Collected data:
•••

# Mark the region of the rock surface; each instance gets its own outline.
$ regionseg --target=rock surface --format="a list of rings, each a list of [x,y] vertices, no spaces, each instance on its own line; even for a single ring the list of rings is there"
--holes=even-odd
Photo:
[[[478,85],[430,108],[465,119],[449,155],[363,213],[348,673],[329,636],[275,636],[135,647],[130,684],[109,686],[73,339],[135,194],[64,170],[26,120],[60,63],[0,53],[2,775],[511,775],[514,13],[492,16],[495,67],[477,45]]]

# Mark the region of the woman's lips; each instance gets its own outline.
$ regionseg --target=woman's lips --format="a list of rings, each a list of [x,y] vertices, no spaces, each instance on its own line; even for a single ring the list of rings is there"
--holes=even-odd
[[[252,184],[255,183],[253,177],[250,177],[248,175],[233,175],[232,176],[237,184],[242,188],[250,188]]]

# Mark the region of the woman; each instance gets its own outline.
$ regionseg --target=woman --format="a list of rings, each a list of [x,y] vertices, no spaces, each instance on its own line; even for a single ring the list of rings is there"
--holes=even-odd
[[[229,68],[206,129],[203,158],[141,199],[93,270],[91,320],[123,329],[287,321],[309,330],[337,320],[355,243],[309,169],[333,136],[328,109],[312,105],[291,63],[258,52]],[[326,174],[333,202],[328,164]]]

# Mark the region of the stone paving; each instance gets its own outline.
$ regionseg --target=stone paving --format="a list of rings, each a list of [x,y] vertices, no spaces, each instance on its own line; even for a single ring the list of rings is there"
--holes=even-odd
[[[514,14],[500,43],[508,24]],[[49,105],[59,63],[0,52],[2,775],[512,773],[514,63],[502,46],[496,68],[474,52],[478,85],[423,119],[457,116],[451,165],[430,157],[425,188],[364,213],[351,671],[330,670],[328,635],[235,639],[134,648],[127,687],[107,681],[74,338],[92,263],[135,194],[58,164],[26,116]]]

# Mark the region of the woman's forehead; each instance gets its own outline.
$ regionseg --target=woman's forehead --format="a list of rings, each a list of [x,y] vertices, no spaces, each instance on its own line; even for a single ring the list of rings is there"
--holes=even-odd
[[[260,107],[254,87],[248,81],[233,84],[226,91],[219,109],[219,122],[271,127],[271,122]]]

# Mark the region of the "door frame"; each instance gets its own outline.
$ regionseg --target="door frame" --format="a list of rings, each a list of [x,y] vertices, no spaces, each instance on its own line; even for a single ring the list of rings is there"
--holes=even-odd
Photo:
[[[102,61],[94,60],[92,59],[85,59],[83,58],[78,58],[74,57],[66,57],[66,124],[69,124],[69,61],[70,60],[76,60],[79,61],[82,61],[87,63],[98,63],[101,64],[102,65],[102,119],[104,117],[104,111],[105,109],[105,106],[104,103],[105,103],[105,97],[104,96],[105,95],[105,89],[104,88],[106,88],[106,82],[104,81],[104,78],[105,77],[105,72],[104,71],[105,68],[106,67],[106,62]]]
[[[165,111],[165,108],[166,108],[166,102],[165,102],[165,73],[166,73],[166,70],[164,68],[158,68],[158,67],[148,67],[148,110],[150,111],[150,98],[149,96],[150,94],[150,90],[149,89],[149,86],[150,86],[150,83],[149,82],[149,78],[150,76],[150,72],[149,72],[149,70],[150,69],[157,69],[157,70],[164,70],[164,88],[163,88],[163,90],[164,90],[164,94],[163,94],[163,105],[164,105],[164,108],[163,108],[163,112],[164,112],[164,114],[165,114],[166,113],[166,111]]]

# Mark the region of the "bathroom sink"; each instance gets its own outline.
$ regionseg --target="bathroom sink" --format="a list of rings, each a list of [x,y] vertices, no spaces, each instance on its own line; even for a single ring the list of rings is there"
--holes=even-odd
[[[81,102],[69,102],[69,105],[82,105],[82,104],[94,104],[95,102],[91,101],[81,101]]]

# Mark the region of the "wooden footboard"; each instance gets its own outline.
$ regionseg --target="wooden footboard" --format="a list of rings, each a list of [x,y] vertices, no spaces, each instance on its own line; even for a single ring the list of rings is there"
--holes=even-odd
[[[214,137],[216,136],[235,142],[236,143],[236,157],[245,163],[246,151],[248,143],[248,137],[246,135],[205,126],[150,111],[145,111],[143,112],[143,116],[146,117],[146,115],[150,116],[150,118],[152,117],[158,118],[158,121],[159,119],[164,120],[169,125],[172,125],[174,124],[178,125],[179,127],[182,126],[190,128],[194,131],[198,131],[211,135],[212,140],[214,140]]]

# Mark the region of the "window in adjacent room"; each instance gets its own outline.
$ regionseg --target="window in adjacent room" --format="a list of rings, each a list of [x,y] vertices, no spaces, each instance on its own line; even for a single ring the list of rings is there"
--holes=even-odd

•••

» **Written exercise**: Each line of the material should be echoed exactly.

» **Output of the exercise**:
# Mark the region of the rock surface; each instance gets its own outline.
$ regionseg --target=rock surface --format="a list of rings, each a list of [x,y] vertices, no spaces, each instance on its own line; even for a single ring the list of rings is there"
--holes=even-odd
Photo:
[[[478,85],[430,108],[465,119],[449,155],[363,213],[348,673],[329,636],[275,636],[135,647],[130,684],[109,686],[73,339],[135,194],[64,170],[26,120],[60,63],[0,53],[2,775],[511,775],[514,13],[492,16],[495,67],[477,45]]]

# Mark the region of the woman's lips; each instance gets its own outline.
$ regionseg --target=woman's lips --format="a list of rings, each a list of [x,y] vertices, no spaces, each instance on its own line; even for a single ring the list of rings is there"
--holes=even-odd
[[[252,184],[255,183],[253,177],[250,177],[248,175],[233,175],[232,176],[237,184],[242,188],[250,188]]]

# Mark the region of the woman; each instance gets its own outline.
$ regionseg --target=woman --format="a list of rings, each a list of [x,y] vertices, no spaces, each instance on its own line; even for a single ring the list of rings is there"
--holes=even-odd
[[[229,68],[206,129],[203,158],[141,199],[93,270],[91,320],[123,329],[287,321],[309,330],[337,320],[355,243],[309,169],[333,136],[328,109],[312,105],[291,63],[258,52]],[[326,174],[333,202],[328,164]]]

# Mark the region of the stone paving; each instance gets its own outline.
$ regionseg --target=stone paving --format="a list of rings, each a list of [x,y] vertices, no spaces, each instance on its own line; even for a single ring the list of rings is there"
--holes=even-odd
[[[514,14],[500,43],[508,24]],[[49,105],[59,63],[0,52],[2,775],[512,773],[514,63],[502,46],[496,68],[474,52],[478,85],[423,119],[457,116],[451,165],[430,157],[425,188],[364,213],[351,671],[330,670],[328,635],[235,639],[134,648],[127,687],[107,681],[74,338],[92,263],[135,194],[58,164],[26,116]]]

# Mark the region of the woman's forehead; each instance gets its own outline.
$ regionseg --target=woman's forehead --format="a list of rings, each a list of [x,y] vertices, no spaces, each instance on its own line; even for a single ring the list of rings is there"
--holes=even-odd
[[[260,107],[254,87],[248,81],[233,84],[226,91],[219,109],[219,122],[271,127],[271,122]]]

# Mark the region of the "door frame"; each instance gets its own outline.
$ regionseg --target="door frame" --format="a list of rings, each a list of [x,y] vertices, no spaces, each instance on its own line; even for a single ring the list of rings is there"
--holes=even-odd
Photo:
[[[102,61],[94,60],[92,59],[85,59],[83,58],[78,58],[74,57],[66,57],[66,124],[69,124],[69,61],[70,60],[76,60],[79,61],[82,61],[87,63],[98,63],[101,64],[102,65],[102,119],[104,117],[104,111],[105,109],[105,106],[104,103],[105,103],[105,97],[104,96],[105,95],[105,89],[104,88],[106,88],[106,82],[104,81],[104,78],[105,77],[105,72],[104,71],[105,68],[106,67],[106,62]]]
[[[165,111],[165,108],[166,108],[166,102],[165,102],[165,73],[166,73],[166,70],[164,68],[158,68],[158,67],[148,67],[148,110],[150,111],[150,98],[149,96],[150,94],[150,90],[149,89],[149,86],[150,86],[150,83],[149,82],[149,78],[150,76],[150,72],[149,72],[149,70],[150,69],[157,69],[157,70],[164,70],[164,88],[163,88],[163,90],[164,90],[164,94],[163,94],[163,105],[164,105],[164,108],[163,108],[163,112],[164,112],[164,114],[165,114],[166,113],[166,111]]]

# Mark the region of the "bathroom sink"; each instance gets its own outline.
$ regionseg --target="bathroom sink" --format="a list of rings, each a list of [x,y] vertices, no spaces, each instance on its own line; even for a single ring the list of rings is there"
--holes=even-odd
[[[81,102],[69,102],[69,105],[82,105],[82,104],[94,104],[95,102],[91,101],[81,101]]]

# Mark the region of the "wooden footboard"; each instance gets its own outline.
$ regionseg --target="wooden footboard" --format="a list of rings, each a list of [x,y] vertices, no spaces, each instance on its own line; even for a single ring the list of rings is there"
--holes=even-odd
[[[214,137],[216,136],[235,142],[236,143],[236,157],[245,163],[246,151],[248,143],[248,137],[246,135],[205,126],[150,111],[145,111],[143,112],[143,116],[146,117],[146,115],[150,116],[150,118],[152,117],[158,118],[158,121],[159,119],[164,120],[169,125],[172,125],[174,124],[178,125],[179,127],[182,126],[190,128],[194,131],[198,131],[211,135],[212,140],[214,140]]]

# Mark the region of the "window in adjacent room"; each instance gets its own outline.
$ regionseg --target="window in adjacent room" --format="a list of rings, each a list of [x,y] vertices, no spaces, each instance on its own line; even for a single ring the list of rings is there"
--holes=even-odd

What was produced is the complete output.